## Stated task
Write the data out again, character for character, with no images.

## Exercise input
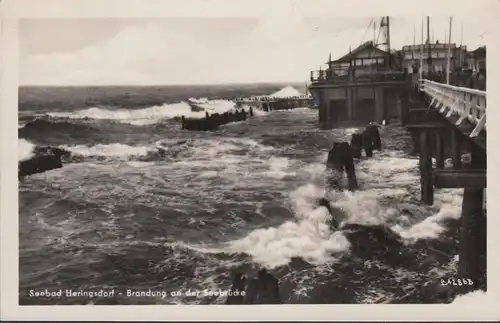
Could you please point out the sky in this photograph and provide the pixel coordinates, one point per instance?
(140, 51)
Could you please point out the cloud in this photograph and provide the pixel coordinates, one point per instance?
(270, 49)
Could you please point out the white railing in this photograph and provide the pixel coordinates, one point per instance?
(466, 103)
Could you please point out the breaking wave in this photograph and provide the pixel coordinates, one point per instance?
(286, 92)
(148, 116)
(25, 149)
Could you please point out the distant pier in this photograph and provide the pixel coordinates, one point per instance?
(275, 103)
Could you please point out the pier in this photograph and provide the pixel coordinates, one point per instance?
(442, 116)
(446, 122)
(274, 103)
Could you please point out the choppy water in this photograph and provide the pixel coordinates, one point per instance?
(120, 215)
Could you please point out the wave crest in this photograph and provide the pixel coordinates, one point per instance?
(147, 116)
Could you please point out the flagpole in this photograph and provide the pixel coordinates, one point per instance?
(448, 54)
(422, 49)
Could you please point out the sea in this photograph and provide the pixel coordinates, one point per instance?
(121, 216)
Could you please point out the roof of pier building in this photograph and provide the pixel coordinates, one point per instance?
(365, 50)
(480, 52)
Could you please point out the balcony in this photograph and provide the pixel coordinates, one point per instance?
(326, 77)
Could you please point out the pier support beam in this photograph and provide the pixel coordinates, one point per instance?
(425, 161)
(379, 104)
(404, 107)
(456, 149)
(472, 254)
(439, 150)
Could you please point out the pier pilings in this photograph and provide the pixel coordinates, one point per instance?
(433, 135)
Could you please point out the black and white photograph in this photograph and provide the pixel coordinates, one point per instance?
(252, 160)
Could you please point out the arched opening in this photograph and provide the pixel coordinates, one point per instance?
(365, 110)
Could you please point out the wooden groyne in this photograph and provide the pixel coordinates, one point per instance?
(214, 120)
(271, 103)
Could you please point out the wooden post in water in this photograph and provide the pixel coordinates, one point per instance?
(472, 254)
(456, 149)
(439, 150)
(425, 161)
(404, 107)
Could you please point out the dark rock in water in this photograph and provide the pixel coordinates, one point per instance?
(52, 151)
(375, 242)
(35, 128)
(356, 145)
(371, 140)
(340, 160)
(46, 158)
(39, 164)
(262, 290)
(237, 289)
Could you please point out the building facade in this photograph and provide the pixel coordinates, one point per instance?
(412, 55)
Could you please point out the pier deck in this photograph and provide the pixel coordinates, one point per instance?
(444, 116)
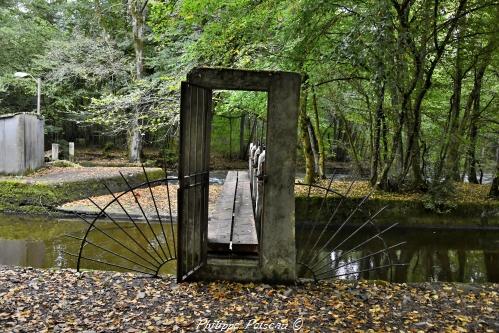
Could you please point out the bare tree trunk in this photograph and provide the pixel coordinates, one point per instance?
(320, 140)
(452, 161)
(242, 145)
(377, 135)
(494, 188)
(313, 144)
(473, 128)
(136, 9)
(305, 139)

## Reply to the task
Could you please point out the sky in this photograph and provide the pixel coordinates, one point per instance?
(140, 51)
Could you please point out the cloud in this photograph and provide the pixel coordinates, one point per instance?
(270, 49)
Could you please point out the white railing in this photograph and provide the pixel coordinates, one point per instance?
(466, 103)
Could you please point out the breaking wave in this photograph and provide the pixel coordinates, one point per instance?
(286, 92)
(148, 116)
(25, 149)
Could you please point out the distant pier in this photograph and provide the pixel coordinates, one point per instance?
(275, 103)
Could you please point out the pier in this photograph and provide the pixel coordinates, one point per instance?
(442, 116)
(446, 122)
(274, 103)
Could you please point out the choppy water in this photograph and provide the pixel coordinates, one point per instance?
(120, 215)
Could you please point out the wave crest in this photograph and provide the pixel coordinates, one point per instance?
(147, 116)
Could you please point out the flagpole in this photograph and provide the pixel coordinates, one point per instance?
(448, 54)
(422, 49)
Could you please point out the sea in this photograph and provide the pixel coordinates, one point per instance?
(121, 216)
Could you please point out the roof of pier building in this photograph and provide the pixel coordinates, one point per instance?
(365, 50)
(480, 52)
Could you please point out the balcony in this photograph and provide the pixel coordinates, one point per instance?
(326, 77)
Could you please point out the pier support beam in this photograph and provide the pixel coordinates, one point per instance?
(425, 161)
(379, 104)
(404, 107)
(456, 149)
(472, 254)
(439, 150)
Could you please point out the pier pilings in this photograph and provide the pixel coordinates, one point per instance?
(433, 135)
Could you please point out the black and white photograph in this photograph and provide the pixel coordinates, one point per instance?
(252, 160)
Could you please point out the arched opening in this photograph and provide the pixel coordinates, one point per instance?
(365, 110)
Could you please point out the wooden groyne in this photograph and provide the pixel coordinates, one point per instance?
(214, 120)
(271, 103)
Could you please point out the wooden post in water in this photograph and provide the pixel coordinates, one point per instance?
(472, 254)
(456, 149)
(439, 150)
(425, 161)
(404, 107)
Could you please point out the dark rock in water in this photograph and provide the pixel coordinates, one point per instance?
(52, 151)
(375, 242)
(35, 128)
(356, 145)
(371, 140)
(340, 160)
(46, 158)
(39, 164)
(262, 290)
(237, 289)
Could you please point out the building facade in this photograph and provide the pixel coordinates, one point per instance?
(412, 55)
Could you please point out the pier deck in this photograph and provide the pixel coordinates, one point per instance?
(444, 116)
Could you please point out the bare tree trunk in this photograph and provide the pixel coordinates, one point per instance?
(320, 140)
(452, 161)
(242, 145)
(377, 135)
(494, 188)
(313, 144)
(473, 128)
(136, 9)
(305, 139)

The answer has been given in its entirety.